---- Quoted passage

1.1.4.2 Structure of Traverse Cross Section
[0102] Next, the structure of a memory pillar in the traverse cross
section of the memory device according to the first embodiment will
be explained with reference to FIG. 6.
[0103] FIG. 6 is a cross-sectional view of FIG. 5 taken along line
VI-VI, showing word lines WLa and WLb, and a memory pillar AP and a
trench structure TST that are formed between the word lines WLa and
WLb and.
[0104] In FIG. 6, the semiconductor 31 covers the core member 30 on
the X-Y plane. That is, in the semiconductor 31, the portion that
sandwiches the tunnel insulating film 32 in between with the charge
storage film 33a is coupled to the portion that sandwiches the
tunnel insulating film 32 in between with the charge storage film
33b, by the portions extending in the X direction. With such a
structure, the channels of the memory cell transistors MCa and MCb
in the same layer are electrically coupled to each other by the
semiconductor 31 formed as a continuous film.
[0105] Thus, a set of memory strings MSa and MSb in a memory pillar
AP forms a circuit structure as explained with reference to FIG.
3.
1.1.5 Select Gate Lines SGD in Hookup Region
[0106] Next, the structure of select gate lines SGD in a hookup
region will be explained with reference to FIGS. 7 and 8.
[0107] FIG. 7 is a cross-sectional view of the hookup region 200a
in the memory cell array 10 taken along line VII-VII of FIG. 4.
FIG. 8 is a cross-sectional view of the hookup region 200b in the
memory cell array 10 taken along line VIII-VIII of FIG. 4. That is,
FIG. 7 shows a cross section including contacts CC0, CC2, CC4, and
CC6 in the hookup region 200a. FIG. 8 shows a contact CCb in the
hookup region 200b.
[0108] First, the structure of the select gate lines SGDa in the
hookup region 200a will be explained with reference to FIG. 7.

--------
---- Listed records

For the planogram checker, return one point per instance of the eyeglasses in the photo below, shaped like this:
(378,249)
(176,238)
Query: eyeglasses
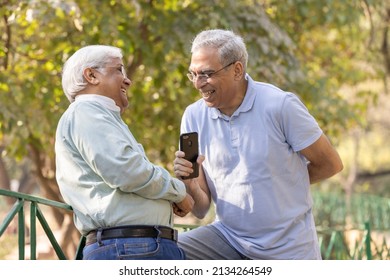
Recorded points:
(192,76)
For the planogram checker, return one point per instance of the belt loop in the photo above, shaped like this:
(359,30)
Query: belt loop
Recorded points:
(158,233)
(99,236)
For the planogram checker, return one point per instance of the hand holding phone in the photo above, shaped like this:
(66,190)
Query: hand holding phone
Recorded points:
(189,145)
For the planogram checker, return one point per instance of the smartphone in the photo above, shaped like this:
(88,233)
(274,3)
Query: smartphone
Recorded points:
(189,145)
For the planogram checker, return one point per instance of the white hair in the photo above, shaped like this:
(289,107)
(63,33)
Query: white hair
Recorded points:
(93,56)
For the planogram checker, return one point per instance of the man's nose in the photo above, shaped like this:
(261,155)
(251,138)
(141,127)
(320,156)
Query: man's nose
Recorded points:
(127,82)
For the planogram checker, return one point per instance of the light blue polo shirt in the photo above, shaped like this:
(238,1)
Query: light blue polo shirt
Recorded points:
(258,179)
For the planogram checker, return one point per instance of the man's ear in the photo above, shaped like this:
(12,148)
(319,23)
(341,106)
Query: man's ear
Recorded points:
(90,77)
(238,70)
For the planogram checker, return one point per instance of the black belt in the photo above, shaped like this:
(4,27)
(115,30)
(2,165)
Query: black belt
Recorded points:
(131,231)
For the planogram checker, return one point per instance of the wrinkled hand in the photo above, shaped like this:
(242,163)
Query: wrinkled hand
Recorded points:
(184,207)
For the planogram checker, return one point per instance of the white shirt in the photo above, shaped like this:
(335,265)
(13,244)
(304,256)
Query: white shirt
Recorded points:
(103,172)
(258,179)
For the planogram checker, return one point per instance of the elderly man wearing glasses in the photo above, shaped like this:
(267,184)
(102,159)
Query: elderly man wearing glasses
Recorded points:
(260,149)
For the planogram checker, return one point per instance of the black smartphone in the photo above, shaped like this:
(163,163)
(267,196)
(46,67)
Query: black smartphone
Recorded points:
(189,145)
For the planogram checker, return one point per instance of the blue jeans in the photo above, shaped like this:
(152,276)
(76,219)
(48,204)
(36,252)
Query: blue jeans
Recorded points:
(134,248)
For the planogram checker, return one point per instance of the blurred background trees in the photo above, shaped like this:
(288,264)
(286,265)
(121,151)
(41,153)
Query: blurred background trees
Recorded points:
(334,54)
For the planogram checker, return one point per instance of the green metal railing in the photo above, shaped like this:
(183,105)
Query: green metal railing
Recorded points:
(332,242)
(35,213)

--------

» **Directive 1**
In the memory device excerpt, along which line of FIG. 4 is FIG. 8 taken?
» **Directive 2**
Decide whether each statement agrees with the memory device excerpt, answering yes or no and quoting the deciding words: (a) FIG. 6 is a cross-sectional view of FIG. 5 taken along line VI-VI. (b) In FIG. 6, the core member 30 covers the semiconductor 31 on the X-Y plane. (c) FIG. 7 shows a contact CCb in the hookup region 200a.
» **Directive 3**
Extend the memory device excerpt, picking up right after its final sentence.
The material is not required for this work.

» **Task response 1**
Line VIII-VIII.

» **Task response 2**
(a) Yes: "FIG. 6 is a cross-sectional view of FIG. 5 taken along line VI-VI"
(b) No: "the semiconductor 31 covers the core member 30 on the X-Y plane"
(c) No: "FIG. 8 shows a contact CCb in the hookup region 200b"

» **Task response 3**
[0109] As illustrated in FIG. 7, the conductor 24a is separated
into conductors 24a0, 24a2, 24a4, and 24a6 by three insulators 36,
each of which serves as a trench structure TST. The conductors
24a0, 24a2, 24a4, and 24a6 serve as select gate lines SGD0, SGD2,
SGD4, and SGD6, respectively.
[0110] On the top surfaces of the conductors 24a0, 24a2, 24a4, and
24a6, conductors 27a0, 27a2, 27a4, and 27a6 are arranged to serve
as contacts CC0, CC2, CC4, and CC6, respectively. On the top
surfaces of the conductors 27a0, 27a2, 27a4, and 27a6, conductors
28a0, 28a2, 28a4, and 28a6 are arranged, respectively. The
conductors 28a0, 28a2, 28a4, and 28a6 are electrically coupled
respectively to four SGD drivers (not shown) in the driver module
14 in such a manner as to independently drive the select gate lines
SGD0, SGD2, SGD4, and SGD6.
[0111] Next, the structure of the select gate line SGDb in the
hookup region 200b will be explained with reference to FIG. 8.
[0112] As illustrated in FIG. 8, a conductor 27b is arranged on the
top surface of the conductor 24b to serve as a contact CCb. In the
example of FIG. 8, a single conductor 27b is illustrated as being
formed across the boundary of the string units SU3 and SU5. This is
not a limitation, however, and any number of conductors 27b may be
formed at any position on the conductor 24b.
[0113] A conductor 28b is arranged on the top surface of the
conductor 27b. The conductor 28b is electrically coupled to an SGD
driver (not shown) in the driver module 14 in such a manner as to
drive the select gate line SGDb.
[0114] With the above structure, the five select gate lines SGD0,
SGD2, SGD4, SGD6, and SGDb are electrically coupled to the
corresponding SGD drivers.
1.2 Operation of Memory Device
[0115] The operation of the memory device according to the first
embodiment will be explained.
[0116] FIG. 9 and 10 are schematic diagrams explaining the
application of voltages to the stacked interconnects coupled to a
set including the memory string MSa in the string unit SU0 and the
memory string MSb in the string unit an during a write operation
and read operation, respectively. In FIG. 9(A), the memory cell
transistor MCa4 in the memory string MSa is selected as a target of
a write operation, while in FIG. 9(B), the memory cell transistor
MCb4 in the memory string MSb is selected as a target of a write
operation. In FIG. 10(A), the memory cell transistor MCa4 in the
memory string MSa is selected as a target of a read operation,
while in FIG. 10(B), the memory cell transistor MCb4 in the memory
string MSb is selected as a target of a read operation.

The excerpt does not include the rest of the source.